* **Extracted text**:
____________

==== 2024 Data Leak exposé ====
On October 17, 2024, The Hoya broke news of a university-wide data breach that exposed a variety of students' personal data, including GPA, financial aid details, and social security numbers. The Hoya's reporting was cited by news outlets, including local ABC affiliate WJLA/ABC 7.

== Sections ==

=== Editorial ===
The editorial division is responsible for decisions regarding the content of The Hoya. Two executive editors and the managing editor are selected at the end of the fall and spring semesters and serve for one-semester terms. Senior editors of each section are elected at the end of the fall and spring semesters. Each section’s deputy editors are appointed by the respective senior editor. Senior editors serve one-semester terms at a time, and the editor-in-chief serves for an entire calendar year. The current editor-in-chief is Maren Fagan.

==== Editorial Board ====
The Editorial Board is composed of three staff members and three community members, and is chaired by the Senior Opinion Editors. The Editorial Board, which produces The Hoyas editorials, is an autonomous body whose views do not represent the opinions of The Hoya. The current chairs are Ella O'Connor and Thejas Kumar.

=== Publishing ===
The publishing division manages the business operations. The general manager and departmental directors are hired by the board of directors. The current general manager is Peter Sloniewsky.

=== Board of directors ===
The board of directors oversees the overall strategic direction of the newspaper. The current chair of the board of directors is Jack Willis.
____________
* **Listed entries**:
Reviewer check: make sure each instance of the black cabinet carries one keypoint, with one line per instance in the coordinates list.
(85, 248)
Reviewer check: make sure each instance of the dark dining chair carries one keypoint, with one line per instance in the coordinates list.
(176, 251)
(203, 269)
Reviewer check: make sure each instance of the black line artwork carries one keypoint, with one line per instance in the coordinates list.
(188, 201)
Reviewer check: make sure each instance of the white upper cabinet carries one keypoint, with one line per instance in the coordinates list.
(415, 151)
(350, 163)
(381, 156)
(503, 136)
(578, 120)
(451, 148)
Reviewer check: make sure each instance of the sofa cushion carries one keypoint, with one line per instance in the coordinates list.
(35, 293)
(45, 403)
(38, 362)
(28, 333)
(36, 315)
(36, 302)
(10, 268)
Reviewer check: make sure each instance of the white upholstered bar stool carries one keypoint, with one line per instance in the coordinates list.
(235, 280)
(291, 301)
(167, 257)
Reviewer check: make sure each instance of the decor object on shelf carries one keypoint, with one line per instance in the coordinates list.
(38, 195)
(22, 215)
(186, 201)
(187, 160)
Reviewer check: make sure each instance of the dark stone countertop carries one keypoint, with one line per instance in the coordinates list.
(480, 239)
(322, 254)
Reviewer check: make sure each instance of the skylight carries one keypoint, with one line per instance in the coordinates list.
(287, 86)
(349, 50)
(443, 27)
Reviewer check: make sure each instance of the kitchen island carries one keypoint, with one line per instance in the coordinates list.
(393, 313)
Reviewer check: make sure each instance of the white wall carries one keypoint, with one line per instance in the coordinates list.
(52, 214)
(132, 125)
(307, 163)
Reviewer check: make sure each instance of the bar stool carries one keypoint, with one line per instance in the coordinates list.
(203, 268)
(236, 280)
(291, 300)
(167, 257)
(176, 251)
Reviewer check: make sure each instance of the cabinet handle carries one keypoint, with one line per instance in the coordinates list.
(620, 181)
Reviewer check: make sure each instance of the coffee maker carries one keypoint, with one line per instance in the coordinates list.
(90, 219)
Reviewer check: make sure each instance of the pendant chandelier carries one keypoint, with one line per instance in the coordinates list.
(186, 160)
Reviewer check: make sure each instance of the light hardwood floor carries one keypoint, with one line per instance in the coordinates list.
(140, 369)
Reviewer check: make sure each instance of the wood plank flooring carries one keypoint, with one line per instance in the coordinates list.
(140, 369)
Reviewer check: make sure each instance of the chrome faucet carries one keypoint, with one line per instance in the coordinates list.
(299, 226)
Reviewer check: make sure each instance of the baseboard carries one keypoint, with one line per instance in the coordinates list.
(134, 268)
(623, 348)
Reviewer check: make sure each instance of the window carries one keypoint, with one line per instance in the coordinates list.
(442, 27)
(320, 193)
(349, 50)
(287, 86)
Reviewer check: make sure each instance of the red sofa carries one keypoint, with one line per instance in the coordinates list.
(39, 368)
____________
* **Exercise prompt**: Please answer from the text about The Hoya: who is the current general manager?

* **Response area**: Peter Sloniewsky